### Aim of the exercise
Would you write out all of the data exactly as it appears below?

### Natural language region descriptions
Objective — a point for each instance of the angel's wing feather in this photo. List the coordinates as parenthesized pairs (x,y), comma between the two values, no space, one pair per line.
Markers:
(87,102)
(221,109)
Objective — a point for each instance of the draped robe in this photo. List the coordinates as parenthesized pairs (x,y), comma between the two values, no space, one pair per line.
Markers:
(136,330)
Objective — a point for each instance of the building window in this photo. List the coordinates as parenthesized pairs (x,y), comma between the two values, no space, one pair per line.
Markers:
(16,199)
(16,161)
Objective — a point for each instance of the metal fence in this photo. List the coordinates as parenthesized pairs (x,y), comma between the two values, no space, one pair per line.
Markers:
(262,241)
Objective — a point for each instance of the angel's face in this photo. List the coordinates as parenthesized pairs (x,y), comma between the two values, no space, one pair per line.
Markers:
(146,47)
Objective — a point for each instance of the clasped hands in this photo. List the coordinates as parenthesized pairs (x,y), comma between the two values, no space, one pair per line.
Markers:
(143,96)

### Solution below
Objective — a point for each instance of the angel's wing feather in this photo. List the coordinates as parenthesized pairs (x,y), comma between the two values, no space, one pair per line.
Markers:
(87,102)
(221,109)
Objective — a point for each instance of the draped robe in this photo. List the coordinates as parenthesized pairs (x,y), comma between the two values, no space, one pair per line.
Markers:
(136,330)
Objective — a point for each instance of the building window in this photo. List the coordinates as parenthesized pairs (x,y), comma between the two values, no space, one pair per line.
Markers:
(16,199)
(16,161)
Objective — a point for each instance of the metal fence in this photo. List the coordinates as parenthesized pairs (x,y), comma between the two values, no space, one pair per line.
Markers:
(262,241)
Objective — a point for each instance of the angel's face in this photo. List the coordinates as parenthesized pairs (x,y), comma between the two values, no space, one pair per line.
Markers:
(146,47)
Objective — a point for each instance of the clasped hands in this photo. List the coordinates as parenthesized pairs (x,y), comma between the two values, no space, one pair per line.
Markers:
(143,96)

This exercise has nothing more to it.